Study text:

Realising the HIV/Aids elimination goal in Africa by 2030 will be dependent on greater support for community-led prevention and treatment interventions, a World Health Organization (WHO) official said on Thursday ahead of World Aids Day.
Matshidiso Moeti, the WHO regional director for Africa, said that optimal involvement of local communities is key to promoting early diagnosis, treatment, and care for people infected with the Aids virus.
The 2023 World Aids Day is observed under the theme of "Let Communities Lead," reinforcing the need to tap into their agility, dedication, and innovation to attain Aids-free goals in the continent by 2030, Moeti said.
According to Moeti, the strong leadership of communities has been instrumental in reducing HIV infections and deaths in Africa through robust awareness campaigns, access to lifelong treatment, and fighting stigma.
"In the early days of the response, when the world was in denial, communities spoke up to fight the silence and stigma.
“They were at the forefront of the fight against discrimination," Moeti said. "They were advocates who campaigned for increased access to antiretroviral therapy and care, ensuring that no one would be left behind."
Moeti urged African countries to create an enabling environment that respects and protects rights, and promotes equity and comprehensive care as local communities take up the mantle to eradicate HIV/Aids in the continent.
She noted that the community's role goes beyond advocacy and activism to cover monitoring of high-impact interventions geared towards eliminating the pandemic.
Moeti suggested local communities should be empowered to hold leaders accountable and report human rights violations like stigma that have undermined the Aids battle in Africa.
"To let communities lead, we need to listen more to their voices, acknowledge their expertise, and involve them in decision-making at all levels," Moeti said, adding that vulnerable demographics including the youth and injectable drug users deserve access to quality and affordable testing, prevention, treatment and care services.
World Aids Day, which is observed annually on December 1, aims to raise awareness about the virus and mourn those who have succumbed to it while calling on key stakeholders to invest in effective prevention and treatment options.

Exercise instructions:
Answer the following from the article on World Aids Day:
(a) What post does Matshidiso Moeti hold?
(b) Under what theme is the 2023 World Aids Day observed?
(c) On what date is World Aids Day observed each year?

Provided material:
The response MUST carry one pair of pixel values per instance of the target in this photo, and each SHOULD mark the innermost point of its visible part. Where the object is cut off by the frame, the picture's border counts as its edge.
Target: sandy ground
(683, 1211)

Result:
(a) WHO regional director for Africa
(b) "Let Communities Lead"
(c) December 1